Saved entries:
------------------------------------
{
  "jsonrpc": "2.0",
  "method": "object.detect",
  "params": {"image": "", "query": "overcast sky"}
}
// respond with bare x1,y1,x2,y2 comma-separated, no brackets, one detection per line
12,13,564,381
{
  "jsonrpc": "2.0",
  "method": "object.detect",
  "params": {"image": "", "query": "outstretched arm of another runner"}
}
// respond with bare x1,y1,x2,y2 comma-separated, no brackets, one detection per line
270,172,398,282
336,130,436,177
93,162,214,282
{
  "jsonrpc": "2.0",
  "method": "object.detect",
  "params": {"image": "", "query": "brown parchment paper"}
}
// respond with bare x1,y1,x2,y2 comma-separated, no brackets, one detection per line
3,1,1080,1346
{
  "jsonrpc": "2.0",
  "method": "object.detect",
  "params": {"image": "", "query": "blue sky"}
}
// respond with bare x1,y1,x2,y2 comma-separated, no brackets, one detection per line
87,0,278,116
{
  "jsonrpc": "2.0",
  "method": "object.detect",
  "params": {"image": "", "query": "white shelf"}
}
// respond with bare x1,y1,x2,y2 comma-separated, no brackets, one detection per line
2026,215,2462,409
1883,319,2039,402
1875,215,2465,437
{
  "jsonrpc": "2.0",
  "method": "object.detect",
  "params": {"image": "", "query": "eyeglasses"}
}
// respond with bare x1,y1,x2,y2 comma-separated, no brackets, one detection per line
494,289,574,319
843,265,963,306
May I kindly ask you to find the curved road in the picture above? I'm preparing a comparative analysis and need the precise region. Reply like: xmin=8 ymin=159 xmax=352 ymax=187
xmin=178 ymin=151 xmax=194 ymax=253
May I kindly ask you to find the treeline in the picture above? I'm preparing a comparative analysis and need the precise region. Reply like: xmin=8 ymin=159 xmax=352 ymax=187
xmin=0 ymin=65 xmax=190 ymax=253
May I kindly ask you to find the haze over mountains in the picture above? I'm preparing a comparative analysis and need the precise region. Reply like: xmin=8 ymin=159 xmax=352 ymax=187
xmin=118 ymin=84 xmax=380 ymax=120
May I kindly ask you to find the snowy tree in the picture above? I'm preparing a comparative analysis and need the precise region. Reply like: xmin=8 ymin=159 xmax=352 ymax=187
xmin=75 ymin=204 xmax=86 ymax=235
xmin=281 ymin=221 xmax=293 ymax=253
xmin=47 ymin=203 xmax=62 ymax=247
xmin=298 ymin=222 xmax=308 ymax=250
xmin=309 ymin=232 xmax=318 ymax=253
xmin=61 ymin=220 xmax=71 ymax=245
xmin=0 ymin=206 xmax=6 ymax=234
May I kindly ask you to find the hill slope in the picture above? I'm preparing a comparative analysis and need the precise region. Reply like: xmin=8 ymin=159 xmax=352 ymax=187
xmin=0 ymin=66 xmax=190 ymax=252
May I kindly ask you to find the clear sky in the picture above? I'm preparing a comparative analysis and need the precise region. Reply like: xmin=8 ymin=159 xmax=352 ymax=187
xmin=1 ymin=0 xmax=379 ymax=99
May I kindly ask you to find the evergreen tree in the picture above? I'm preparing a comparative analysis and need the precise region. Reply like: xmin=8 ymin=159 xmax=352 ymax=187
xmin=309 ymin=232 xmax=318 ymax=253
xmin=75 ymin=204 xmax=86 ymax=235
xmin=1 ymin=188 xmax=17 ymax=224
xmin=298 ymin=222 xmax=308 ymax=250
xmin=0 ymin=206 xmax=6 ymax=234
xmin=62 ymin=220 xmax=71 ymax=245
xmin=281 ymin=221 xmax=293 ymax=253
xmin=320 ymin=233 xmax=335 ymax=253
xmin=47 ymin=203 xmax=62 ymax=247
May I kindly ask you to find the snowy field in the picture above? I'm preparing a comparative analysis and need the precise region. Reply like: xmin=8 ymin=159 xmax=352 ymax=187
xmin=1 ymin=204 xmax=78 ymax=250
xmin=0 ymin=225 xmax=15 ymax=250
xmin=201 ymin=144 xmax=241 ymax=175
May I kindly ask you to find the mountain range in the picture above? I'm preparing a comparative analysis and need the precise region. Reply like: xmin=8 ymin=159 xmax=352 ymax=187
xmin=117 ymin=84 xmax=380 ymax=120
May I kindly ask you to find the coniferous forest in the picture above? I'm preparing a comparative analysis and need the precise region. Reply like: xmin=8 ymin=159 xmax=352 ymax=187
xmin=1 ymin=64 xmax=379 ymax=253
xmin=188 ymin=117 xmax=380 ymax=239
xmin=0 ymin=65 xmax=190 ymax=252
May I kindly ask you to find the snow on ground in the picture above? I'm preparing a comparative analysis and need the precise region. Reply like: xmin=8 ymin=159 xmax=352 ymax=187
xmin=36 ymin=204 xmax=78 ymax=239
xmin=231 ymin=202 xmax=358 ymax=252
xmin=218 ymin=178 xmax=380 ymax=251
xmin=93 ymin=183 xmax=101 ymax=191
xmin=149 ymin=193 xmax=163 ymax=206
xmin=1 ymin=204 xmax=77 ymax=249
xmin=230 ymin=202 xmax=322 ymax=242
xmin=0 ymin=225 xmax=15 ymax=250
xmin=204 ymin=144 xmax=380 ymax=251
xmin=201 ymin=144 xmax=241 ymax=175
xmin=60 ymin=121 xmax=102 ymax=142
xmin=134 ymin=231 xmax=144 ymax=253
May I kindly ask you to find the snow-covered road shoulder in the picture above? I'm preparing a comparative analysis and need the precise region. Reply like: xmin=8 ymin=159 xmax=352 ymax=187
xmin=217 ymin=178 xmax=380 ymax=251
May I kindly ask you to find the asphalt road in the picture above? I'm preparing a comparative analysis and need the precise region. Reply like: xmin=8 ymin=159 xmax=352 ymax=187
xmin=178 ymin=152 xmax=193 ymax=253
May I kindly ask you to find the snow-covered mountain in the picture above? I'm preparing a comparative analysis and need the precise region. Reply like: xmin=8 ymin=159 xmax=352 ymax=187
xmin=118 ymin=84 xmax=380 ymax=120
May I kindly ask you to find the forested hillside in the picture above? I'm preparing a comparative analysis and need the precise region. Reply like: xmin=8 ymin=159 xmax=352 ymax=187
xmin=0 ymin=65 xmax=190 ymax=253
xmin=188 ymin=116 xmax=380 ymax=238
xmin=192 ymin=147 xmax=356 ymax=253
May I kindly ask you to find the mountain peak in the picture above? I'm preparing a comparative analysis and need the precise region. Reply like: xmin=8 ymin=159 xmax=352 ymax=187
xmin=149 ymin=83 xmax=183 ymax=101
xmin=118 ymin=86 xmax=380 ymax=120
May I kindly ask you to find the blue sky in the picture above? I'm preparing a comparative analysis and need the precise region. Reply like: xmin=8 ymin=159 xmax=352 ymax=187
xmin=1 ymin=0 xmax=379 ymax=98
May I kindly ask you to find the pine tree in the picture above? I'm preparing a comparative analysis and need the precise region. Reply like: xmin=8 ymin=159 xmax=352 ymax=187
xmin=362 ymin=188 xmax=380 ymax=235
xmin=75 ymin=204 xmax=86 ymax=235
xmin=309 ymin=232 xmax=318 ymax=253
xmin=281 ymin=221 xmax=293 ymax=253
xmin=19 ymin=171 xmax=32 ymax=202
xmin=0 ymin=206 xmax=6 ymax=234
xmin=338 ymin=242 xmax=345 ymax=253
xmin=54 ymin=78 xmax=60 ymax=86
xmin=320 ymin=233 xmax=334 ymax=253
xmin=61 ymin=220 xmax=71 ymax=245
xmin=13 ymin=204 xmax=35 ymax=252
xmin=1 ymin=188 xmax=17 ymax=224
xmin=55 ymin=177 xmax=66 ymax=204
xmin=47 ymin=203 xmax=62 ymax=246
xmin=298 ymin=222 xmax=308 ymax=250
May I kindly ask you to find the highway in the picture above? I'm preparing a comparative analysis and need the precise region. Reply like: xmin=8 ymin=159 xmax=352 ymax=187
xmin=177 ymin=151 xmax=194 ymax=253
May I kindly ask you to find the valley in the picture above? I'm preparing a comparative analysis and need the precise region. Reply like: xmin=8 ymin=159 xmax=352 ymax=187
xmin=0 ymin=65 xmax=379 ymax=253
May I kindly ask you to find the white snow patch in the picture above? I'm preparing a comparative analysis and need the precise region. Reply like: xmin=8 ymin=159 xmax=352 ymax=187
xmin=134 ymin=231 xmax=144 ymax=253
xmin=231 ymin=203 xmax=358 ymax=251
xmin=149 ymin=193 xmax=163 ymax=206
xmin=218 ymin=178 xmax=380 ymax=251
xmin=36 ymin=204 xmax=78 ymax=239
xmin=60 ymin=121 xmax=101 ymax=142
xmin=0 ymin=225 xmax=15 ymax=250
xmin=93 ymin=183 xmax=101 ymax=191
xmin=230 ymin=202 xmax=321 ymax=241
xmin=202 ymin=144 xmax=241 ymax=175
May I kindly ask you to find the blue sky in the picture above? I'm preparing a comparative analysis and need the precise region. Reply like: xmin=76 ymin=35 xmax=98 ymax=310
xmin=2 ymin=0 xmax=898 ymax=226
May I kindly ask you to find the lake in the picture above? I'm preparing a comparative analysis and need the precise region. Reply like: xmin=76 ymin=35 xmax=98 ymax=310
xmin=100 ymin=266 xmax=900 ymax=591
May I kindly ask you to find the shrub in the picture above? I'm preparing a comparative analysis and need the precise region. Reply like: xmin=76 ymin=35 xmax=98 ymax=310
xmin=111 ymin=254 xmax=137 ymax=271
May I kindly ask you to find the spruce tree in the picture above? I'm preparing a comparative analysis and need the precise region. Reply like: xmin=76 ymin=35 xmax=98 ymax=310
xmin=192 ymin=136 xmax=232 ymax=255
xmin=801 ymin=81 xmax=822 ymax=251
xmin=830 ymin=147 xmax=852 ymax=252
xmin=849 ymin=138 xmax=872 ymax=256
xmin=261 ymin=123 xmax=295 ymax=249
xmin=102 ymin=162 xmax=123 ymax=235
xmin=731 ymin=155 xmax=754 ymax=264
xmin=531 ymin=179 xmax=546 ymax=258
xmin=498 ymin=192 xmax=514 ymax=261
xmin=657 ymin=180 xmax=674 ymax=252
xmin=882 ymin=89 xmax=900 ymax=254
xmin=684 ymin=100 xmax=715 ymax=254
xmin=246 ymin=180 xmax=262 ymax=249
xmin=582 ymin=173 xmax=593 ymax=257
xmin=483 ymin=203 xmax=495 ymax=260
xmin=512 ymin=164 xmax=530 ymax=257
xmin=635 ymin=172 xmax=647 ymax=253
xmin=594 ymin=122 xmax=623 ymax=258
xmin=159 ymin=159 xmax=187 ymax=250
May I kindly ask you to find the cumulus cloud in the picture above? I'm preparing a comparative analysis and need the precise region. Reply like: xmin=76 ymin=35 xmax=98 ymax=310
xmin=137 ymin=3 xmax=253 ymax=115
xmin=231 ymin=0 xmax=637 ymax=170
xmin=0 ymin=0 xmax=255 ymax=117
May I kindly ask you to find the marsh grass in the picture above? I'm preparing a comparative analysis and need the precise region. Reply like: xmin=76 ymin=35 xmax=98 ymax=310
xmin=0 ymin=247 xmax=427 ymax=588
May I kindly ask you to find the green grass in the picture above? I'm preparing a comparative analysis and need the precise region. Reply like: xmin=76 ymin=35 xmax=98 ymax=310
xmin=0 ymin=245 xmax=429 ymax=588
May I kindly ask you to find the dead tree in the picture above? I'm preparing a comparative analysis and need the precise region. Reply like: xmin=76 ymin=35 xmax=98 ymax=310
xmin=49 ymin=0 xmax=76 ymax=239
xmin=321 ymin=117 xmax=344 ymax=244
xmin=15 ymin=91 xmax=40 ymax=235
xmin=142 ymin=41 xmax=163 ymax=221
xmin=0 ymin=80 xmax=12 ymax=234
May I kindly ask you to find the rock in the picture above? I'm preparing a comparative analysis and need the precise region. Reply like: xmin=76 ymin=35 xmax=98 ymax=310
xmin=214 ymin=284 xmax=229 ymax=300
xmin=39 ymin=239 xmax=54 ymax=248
------------------------------------
What this task involves: Pull out all lines in the data above that include "params".

Output of the task:
  "params": {"image": "", "query": "overcast sky"}
  "params": {"image": "", "query": "outstretched arm of another runner"}
  "params": {"image": "", "query": "brown parchment paper"}
  "params": {"image": "", "query": "blue sky"}
  "params": {"image": "", "query": "white shelf"}
  "params": {"image": "", "query": "eyeglasses"}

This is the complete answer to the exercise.